REQUIRED TASK
Copy out every line of the material below word for word, without the pictures.

* Begin *

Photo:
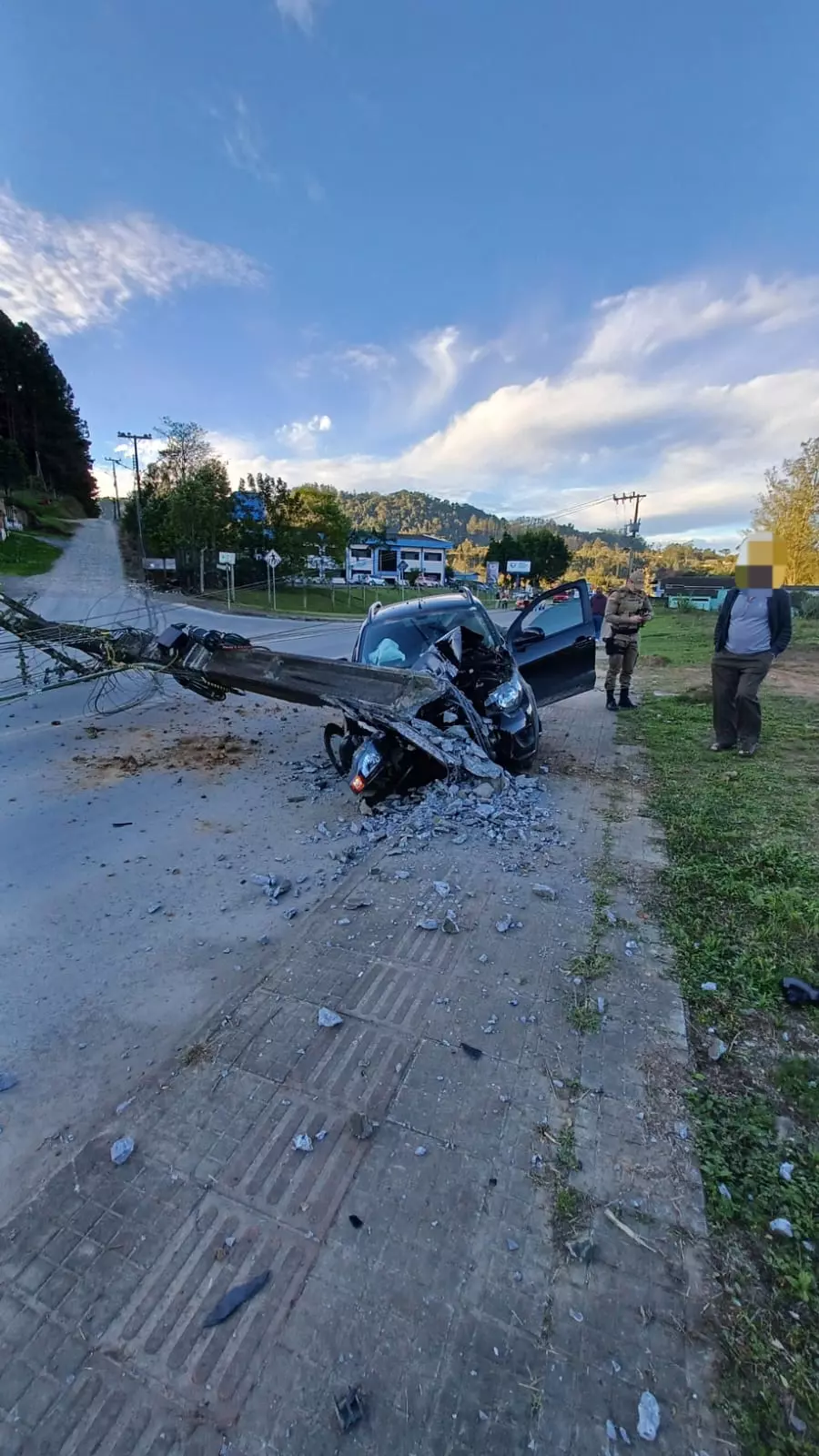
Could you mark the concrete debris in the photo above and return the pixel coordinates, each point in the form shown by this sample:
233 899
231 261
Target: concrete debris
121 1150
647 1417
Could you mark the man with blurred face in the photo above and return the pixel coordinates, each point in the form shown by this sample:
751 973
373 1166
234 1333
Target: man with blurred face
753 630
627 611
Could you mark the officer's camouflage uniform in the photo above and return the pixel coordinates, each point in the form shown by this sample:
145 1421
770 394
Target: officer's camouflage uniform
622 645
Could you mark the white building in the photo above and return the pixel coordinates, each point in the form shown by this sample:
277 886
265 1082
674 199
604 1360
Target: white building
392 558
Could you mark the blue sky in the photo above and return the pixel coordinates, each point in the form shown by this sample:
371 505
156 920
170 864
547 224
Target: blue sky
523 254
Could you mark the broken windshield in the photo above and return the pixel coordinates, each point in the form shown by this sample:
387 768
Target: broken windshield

* End *

ANSWER TO THIS EXERCISE
Photo:
Could you mark the concrete debris in the photo above and return the pixel coordinates, each point in the form shown by this sample:
233 899
231 261
Target: concrete debris
121 1150
647 1417
Could you mark the man with blurred face in the photo above and return the pixel coordinates, each point in the form shown by this sample:
751 973
373 1166
234 1333
Target: man with blurred face
753 630
627 611
Could you mark the officer's camouflage uniform in the photo above and return the pixel coordinates, each point in the form shown by this sample:
145 1421
770 394
Target: officer's camouflage uniform
622 645
Could you mark the white building in the photo above and return the pixel coordinates, each point in the form shown by this sample:
277 886
265 1082
674 199
604 1360
Target: white building
392 558
Could you mark the blue sky in the photo above and return the pixel coordinates, each point in the form shown by this sample:
371 505
156 920
170 864
547 224
Target: blue sky
523 254
Could you mark the broken windshield in the photo above and return the pixel coordinates, each point in the form shown by this sample:
387 768
Target: broken windshield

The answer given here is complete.